#### Kutipan Pilihan
Kenapa Makruh Salat pada Waktu Tertentu?

Kenapa Makruh Salat pada Waktu Tertentu?


Ketahuilah bahwa ada hikmah yang agung di balik semua kejadian, tidak ada yang sia-sia di balik perintah Allah Yang Maha Bijaksana kepada kita untuk menunaikan shalat dengan sifat-sifat (cara) tertentu. Sayangnya, tidak semua orang memahami hikmah agung tersebut sehingga sebagian orang ada yang berkata bahwa shalat adalah hukum-hukum yang bersifat ta'abbudi (tidak bisa dinalar akal). Sebaliknya, orang yang telah diberi ilmu, hikmah, dan kejernihan mata batin, akan dapat mengerti secara jelas bahwa Allah Yang Maha Bijaksana seperti dokter yang memberikan obat kepada pasien sesuai dengan keadaan yang dikehendaki. Sedangkan jiwa itu bagaikan seorang pasien yang membutuhkan obat dengan sifat dan tata cara tertentu. Sebagaimana yang telah maklum bahwa satu-satunya tujuan dari pembebanan hukum (taklif) kepada kita (manusia) berupa shalat adalah untuk kebahagiaan manusia itu sendiri baik di dunia maupun di akhirat kelak nanti serta agar seorang hamba dapat mendekatkan diri kepada Allah Swt.

#### Baris Data Mentah
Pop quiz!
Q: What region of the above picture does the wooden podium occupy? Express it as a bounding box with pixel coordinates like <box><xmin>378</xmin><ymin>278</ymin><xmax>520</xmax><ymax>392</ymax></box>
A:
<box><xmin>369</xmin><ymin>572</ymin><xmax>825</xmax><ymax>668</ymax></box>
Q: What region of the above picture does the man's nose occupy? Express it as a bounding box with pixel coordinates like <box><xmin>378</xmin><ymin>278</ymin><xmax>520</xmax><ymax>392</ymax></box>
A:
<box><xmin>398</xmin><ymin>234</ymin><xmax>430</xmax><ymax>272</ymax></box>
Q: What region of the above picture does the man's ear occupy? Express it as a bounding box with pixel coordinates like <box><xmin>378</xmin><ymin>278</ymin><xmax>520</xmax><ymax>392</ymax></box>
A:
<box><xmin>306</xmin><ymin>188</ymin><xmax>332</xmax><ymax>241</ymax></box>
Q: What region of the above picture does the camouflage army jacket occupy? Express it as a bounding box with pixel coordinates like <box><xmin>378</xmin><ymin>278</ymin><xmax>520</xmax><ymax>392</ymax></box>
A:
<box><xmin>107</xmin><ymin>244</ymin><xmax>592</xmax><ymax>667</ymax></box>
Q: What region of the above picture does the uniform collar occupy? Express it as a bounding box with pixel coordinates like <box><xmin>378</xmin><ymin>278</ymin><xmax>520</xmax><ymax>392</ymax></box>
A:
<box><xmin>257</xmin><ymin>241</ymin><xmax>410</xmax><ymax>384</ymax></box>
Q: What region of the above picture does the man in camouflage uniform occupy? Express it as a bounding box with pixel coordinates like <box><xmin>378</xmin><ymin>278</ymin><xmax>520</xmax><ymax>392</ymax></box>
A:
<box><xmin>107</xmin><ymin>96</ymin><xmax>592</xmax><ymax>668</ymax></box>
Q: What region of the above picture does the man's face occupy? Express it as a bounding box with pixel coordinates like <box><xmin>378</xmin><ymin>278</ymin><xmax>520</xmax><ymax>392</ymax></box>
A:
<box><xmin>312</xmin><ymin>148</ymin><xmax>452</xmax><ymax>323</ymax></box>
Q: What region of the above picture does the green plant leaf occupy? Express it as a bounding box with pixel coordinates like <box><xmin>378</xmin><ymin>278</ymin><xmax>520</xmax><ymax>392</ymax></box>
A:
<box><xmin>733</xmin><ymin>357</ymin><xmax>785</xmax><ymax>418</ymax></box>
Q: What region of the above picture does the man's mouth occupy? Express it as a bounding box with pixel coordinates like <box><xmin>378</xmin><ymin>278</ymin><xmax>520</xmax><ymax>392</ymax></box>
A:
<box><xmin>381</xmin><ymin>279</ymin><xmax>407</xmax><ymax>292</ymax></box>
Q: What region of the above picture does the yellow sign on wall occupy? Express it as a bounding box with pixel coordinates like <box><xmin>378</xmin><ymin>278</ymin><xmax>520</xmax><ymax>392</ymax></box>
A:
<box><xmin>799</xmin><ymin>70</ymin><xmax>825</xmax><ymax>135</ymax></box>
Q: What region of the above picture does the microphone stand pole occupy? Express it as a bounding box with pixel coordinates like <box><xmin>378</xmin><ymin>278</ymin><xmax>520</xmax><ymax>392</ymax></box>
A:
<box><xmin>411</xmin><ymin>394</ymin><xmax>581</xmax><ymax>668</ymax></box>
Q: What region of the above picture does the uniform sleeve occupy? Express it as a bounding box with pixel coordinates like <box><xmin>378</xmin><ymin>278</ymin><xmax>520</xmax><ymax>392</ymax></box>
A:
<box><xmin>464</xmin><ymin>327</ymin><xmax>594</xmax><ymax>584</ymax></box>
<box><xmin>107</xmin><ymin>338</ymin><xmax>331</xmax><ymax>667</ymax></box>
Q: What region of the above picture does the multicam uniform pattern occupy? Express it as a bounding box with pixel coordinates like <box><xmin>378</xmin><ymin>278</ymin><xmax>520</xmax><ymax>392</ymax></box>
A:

#### Petunjuk Latihan
- 1) Sebutkan semua hal yang menurut kutipan tentang hikmah salat telah diberikan kepada orang yang dapat mengerti dengan jelas bahwa Allah Yang Maha Bijaksana seperti dokter.
- 2) Tulis ulang bagian baris data yang dimulai dari baris berisi "Q: What region of the above picture does the multicam" sampai akhir baris data, termasuk kedua ujungnya.
Kutipan dan baris data diambil dari sumber yang berbeda.

#### Jawaban Tugas
- 1) ilmu, hikmah, dan kejernihan mata batin

- 2)
Q: What region of the above picture does the multicam uniform pattern occupy? Express it as a bounding box with pixel coordinates like <box><xmin>378</xmin><ymin>278</ymin><xmax>520</xmax><ymax>392</ymax></box>
A:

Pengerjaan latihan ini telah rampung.